● TASK DESCRIPTION:
Print every line of the entries below word for word, omitting the pictures.

>> begin

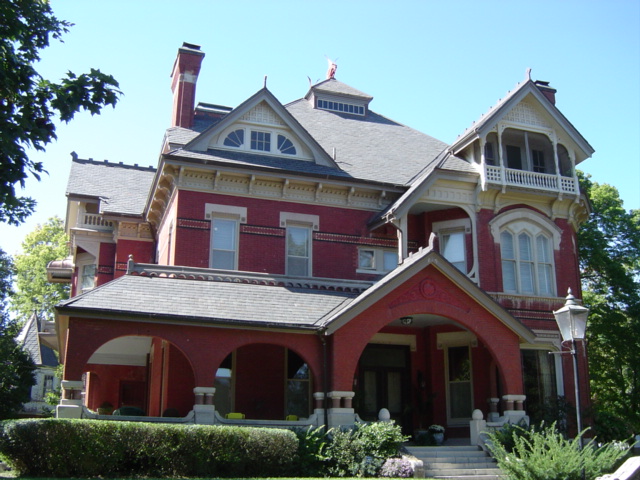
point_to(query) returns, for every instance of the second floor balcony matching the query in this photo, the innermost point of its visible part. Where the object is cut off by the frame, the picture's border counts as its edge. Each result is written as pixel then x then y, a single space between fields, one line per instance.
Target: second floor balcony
pixel 511 177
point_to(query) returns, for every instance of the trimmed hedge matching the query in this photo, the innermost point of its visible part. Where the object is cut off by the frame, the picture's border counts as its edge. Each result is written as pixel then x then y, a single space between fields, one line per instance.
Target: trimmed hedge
pixel 88 448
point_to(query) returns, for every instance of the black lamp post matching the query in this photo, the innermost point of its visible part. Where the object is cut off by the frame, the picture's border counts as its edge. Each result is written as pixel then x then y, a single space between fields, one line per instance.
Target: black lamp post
pixel 572 322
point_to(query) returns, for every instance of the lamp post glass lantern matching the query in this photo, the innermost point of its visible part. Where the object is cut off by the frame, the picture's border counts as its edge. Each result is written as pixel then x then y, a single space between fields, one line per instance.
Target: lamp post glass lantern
pixel 572 322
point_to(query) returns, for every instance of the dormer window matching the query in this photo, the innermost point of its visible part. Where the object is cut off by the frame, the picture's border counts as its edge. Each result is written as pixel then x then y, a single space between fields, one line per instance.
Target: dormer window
pixel 341 107
pixel 235 138
pixel 260 141
pixel 286 146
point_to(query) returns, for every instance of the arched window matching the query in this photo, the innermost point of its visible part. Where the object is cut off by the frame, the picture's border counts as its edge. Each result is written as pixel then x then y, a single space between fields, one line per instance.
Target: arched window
pixel 527 263
pixel 235 138
pixel 286 146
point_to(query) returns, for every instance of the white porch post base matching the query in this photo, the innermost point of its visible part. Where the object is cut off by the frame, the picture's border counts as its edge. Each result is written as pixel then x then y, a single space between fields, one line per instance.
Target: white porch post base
pixel 204 414
pixel 69 411
pixel 341 417
pixel 204 410
pixel 477 425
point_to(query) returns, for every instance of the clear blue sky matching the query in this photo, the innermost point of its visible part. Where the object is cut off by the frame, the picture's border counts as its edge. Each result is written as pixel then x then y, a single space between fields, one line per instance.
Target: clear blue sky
pixel 435 66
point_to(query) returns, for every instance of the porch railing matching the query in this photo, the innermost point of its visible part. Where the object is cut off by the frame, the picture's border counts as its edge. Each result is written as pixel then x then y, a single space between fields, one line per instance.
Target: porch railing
pixel 94 221
pixel 523 178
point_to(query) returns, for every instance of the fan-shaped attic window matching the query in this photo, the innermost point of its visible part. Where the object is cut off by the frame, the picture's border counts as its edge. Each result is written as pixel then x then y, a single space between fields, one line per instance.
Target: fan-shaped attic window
pixel 286 146
pixel 235 138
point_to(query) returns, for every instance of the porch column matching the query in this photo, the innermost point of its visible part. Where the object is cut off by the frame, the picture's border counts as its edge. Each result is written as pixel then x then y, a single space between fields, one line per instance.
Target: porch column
pixel 341 412
pixel 204 408
pixel 71 405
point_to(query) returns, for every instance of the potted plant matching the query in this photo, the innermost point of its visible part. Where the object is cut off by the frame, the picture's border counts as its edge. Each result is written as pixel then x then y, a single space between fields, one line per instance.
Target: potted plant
pixel 437 431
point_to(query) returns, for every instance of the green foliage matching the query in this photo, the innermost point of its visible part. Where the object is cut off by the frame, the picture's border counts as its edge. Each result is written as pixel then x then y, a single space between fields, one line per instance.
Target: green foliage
pixel 34 293
pixel 312 459
pixel 362 451
pixel 89 448
pixel 29 103
pixel 16 366
pixel 545 454
pixel 609 250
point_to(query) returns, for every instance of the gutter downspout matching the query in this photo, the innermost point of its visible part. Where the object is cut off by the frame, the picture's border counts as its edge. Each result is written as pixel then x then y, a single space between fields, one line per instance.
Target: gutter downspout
pixel 325 378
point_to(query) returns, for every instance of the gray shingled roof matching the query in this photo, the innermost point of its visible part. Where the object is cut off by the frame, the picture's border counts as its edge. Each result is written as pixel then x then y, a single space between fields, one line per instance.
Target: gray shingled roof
pixel 369 148
pixel 122 189
pixel 246 159
pixel 30 342
pixel 208 302
pixel 335 86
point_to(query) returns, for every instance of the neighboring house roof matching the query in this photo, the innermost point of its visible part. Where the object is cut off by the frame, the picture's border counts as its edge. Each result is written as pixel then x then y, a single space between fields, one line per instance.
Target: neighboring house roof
pixel 30 341
pixel 203 297
pixel 122 189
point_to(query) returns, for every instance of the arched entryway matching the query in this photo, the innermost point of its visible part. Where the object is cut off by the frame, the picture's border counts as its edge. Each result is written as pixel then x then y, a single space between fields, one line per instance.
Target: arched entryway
pixel 264 381
pixel 148 374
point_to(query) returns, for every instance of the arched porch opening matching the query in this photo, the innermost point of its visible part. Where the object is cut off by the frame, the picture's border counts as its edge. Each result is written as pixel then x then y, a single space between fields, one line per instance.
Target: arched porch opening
pixel 145 373
pixel 265 381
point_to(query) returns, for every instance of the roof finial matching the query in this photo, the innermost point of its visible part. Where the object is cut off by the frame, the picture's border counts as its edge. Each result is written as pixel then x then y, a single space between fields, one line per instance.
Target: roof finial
pixel 331 71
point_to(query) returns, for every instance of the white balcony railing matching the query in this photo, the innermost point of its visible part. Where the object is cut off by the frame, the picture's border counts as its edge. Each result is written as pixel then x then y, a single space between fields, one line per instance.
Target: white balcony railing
pixel 93 221
pixel 522 178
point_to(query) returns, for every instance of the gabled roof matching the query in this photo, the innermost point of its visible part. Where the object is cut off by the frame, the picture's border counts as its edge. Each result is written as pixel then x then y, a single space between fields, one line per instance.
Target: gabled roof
pixel 488 120
pixel 333 86
pixel 412 265
pixel 30 341
pixel 122 189
pixel 201 142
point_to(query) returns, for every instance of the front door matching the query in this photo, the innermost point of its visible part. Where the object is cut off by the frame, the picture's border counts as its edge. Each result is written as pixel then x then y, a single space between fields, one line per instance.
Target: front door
pixel 384 374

>> end

● OUTPUT:
point_to(query) returns, for every instance of the second floor balcony matching the query in this photo, the innermost point of its visible part. Where the object is cut off by the frame, the picture's border counts as its edge. Each result is written as pixel then x then y, a single space between fields, one line per instance.
Target: second floor balcony
pixel 511 177
point_to(query) returns, for every instance of the trimmed hedge matching the query in this photo, the innermost point of its visible part. Where the object is cut off by the frame, the picture's border counts as its edge. Each result is written as pixel then x then y, a single space between fields, one line per instance.
Target: trimmed hedge
pixel 88 448
point_to(query) returns, for every instance of the black lamp post matching the query in this photo, the innermost point of its visible part. Where the object is cut off by the frame, the picture's border counts as its edge. Each result is written as pixel then x then y, a single space between fields, one line per instance.
Target: black lamp post
pixel 572 322
point_to(query) returns, for every instance of the lamp post glass lantern matching the query in this photo, the innermost point of its visible part. Where the object is cut off by the frame, the picture's border counts as its edge. Each result is written as pixel then x then y, a single space between fields, one line per instance.
Target: lamp post glass lantern
pixel 572 322
point_to(query) returns, for every instance of the dormer window matching the query in this photo, the innermost point of its visible part. Where the object is cut off by the frame, the picture's border counts as its edge. Each result is written as pixel then x then y, a single space between fields, one line per instance.
Target: dormer window
pixel 341 107
pixel 235 138
pixel 260 141
pixel 286 146
point_to(query) returns, for every instance of the arched window matching the query in this photo, the innermost point of its visible part. Where the object is cut off by the frame, the picture's border counts as its edge. Each result is written as pixel then x then y, a single space between fields, one line per instance.
Target: arched window
pixel 527 263
pixel 235 138
pixel 286 146
point_to(query) returns, for every instance of the white porch post base matching the query in this photo, the innermost point of its visible part. Where the object is cut off by the frame, the picture's border counts as its edge. Each result is written as pixel then x then y, a single space between fields, one line per instance.
Target: white porch post base
pixel 204 414
pixel 69 411
pixel 341 417
pixel 204 410
pixel 477 425
point_to(query) returns, for every instance of the clear blue sky matching the query in this photo, the innermost point of its visible part. Where the object is cut off by the frame, the picture's border counts as its edge. Each result is written as pixel then x then y, a single space between fields, one line per instance.
Target: clear blue sky
pixel 435 66
point_to(query) returns, for every instance of the porch railing matching the query in this photo, the innermost point of its visible part. Where the object is cut off by the frame, the picture's border counts as its edge. Each result is written as pixel then x then y, a single space between fields, one line per instance.
Target: porch railing
pixel 94 221
pixel 523 178
point_to(query) returns, for every instance of the fan-shaped attic window matching the query in this photo, the innermost point of its visible part. Where the object is cut off by the frame, the picture's border counts as its edge. Each result is written as pixel then x then y, a single space between fields, one line per instance.
Target: fan-shaped attic window
pixel 286 146
pixel 235 138
point_to(query) returns, for every instance of the porch column matching the query in this photo, the innermost point of its visible part. Where the object is cut off by the frame, the picture's border counts as its edge. Each result is written as pixel then x then y, a single space between fields, one line per instance.
Target: porch column
pixel 341 412
pixel 204 408
pixel 71 405
point_to(query) returns, for every instance of the potted plant matching the query in this photo, the innermost point of its visible part. Where the object is cut off by the frame, the picture's border counts as its edge. Each result is written as pixel then x then y, a single space between fields, one line per instance.
Target: potted plant
pixel 437 431
point_to(query) returns, for every instance of the green foliage matching the query in this photo, the innermost point of its visible part. Where the object is cut off by the frame, the picture's border counts as its edge. Each result is written as pixel then x then y, a single space between fields, one line per instance.
Target: green foliage
pixel 34 293
pixel 312 459
pixel 362 451
pixel 89 448
pixel 29 103
pixel 16 366
pixel 545 454
pixel 609 250
point_to(query) returns, for every instance of the gutter downspout matching the query in this photo, the innermost point of its visible part. Where the object is cut off by the frame, the picture's border counts as its edge. Each result is written as pixel then x then y, a single space between fields, one line per instance.
Target: gutter downspout
pixel 325 378
point_to(query) returns, for every instance of the gray shingled roof matching the query in this photo, the innermost point of its visible part. Where the object is cut off by the frame, the picture's border counts as its edge. Each result is written as pixel then x then y, a single space between fields, one line per instance.
Target: gray shingled roof
pixel 369 148
pixel 122 189
pixel 246 159
pixel 30 342
pixel 208 302
pixel 335 86
point_to(query) returns, for every instance of the neighboring house roof matching the query in this photo, the innermost point of its visible part. Where the object is cut off by the frame, the picture's border counts as its edge. Each result is written as pixel then x then y, a single space between fields, one line per instance.
Target: neighboring house roof
pixel 30 341
pixel 203 297
pixel 122 189
point_to(query) returns, for every instance of the arched entryway matching the query in this photo, the innermost point of its visible part. Where the object is cut off by the frame, the picture's border counts as its edge. Each result is written as pixel then x then y, a single space between fields, one line per instance.
Target: arched entryway
pixel 264 381
pixel 148 374
point_to(query) returns, for every instance of the arched porch opening matching the query in this photo, the innermost point of its visible part. Where the object is cut off by the frame, the picture's border counts as its edge. Each result is written as pixel then x then y, a single space between fields, one line per instance.
Target: arched porch opening
pixel 145 373
pixel 265 381
point_to(query) returns, for every instance of the roof finial matching the query in this photo, the innermost point of its visible part. Where the object is cut off by the frame, the picture's border counts as its edge. Each result is written as pixel then x then y, a single space between fields, one line per instance.
Target: roof finial
pixel 331 71
point_to(query) returns, for every instance of the white balcony railing matching the query in this photo, the innermost point of its visible part. Where the object is cut off by the frame, the picture's border counts as its edge. Each result is written as pixel then x then y, a single space between fields, one line per instance.
Target: white balcony railing
pixel 93 221
pixel 522 178
point_to(query) returns, for every instance of the gabled roof matching the query in this photo, the innermost point of its visible part. Where the object is cut off by the frame, the picture's border counts as its edge. Each result is written as pixel then x then y, a single space between fields, one line per instance.
Target: gabled roof
pixel 488 120
pixel 333 86
pixel 412 265
pixel 30 341
pixel 122 189
pixel 201 142
point_to(query) returns, for every instance of the front door matching the query in this photo, the innermost point of its visible part. Where the object is cut off by the frame, the picture's border counts as its edge. Each result is written as pixel then x then y, a single space between fields, one line per instance.
Target: front door
pixel 384 374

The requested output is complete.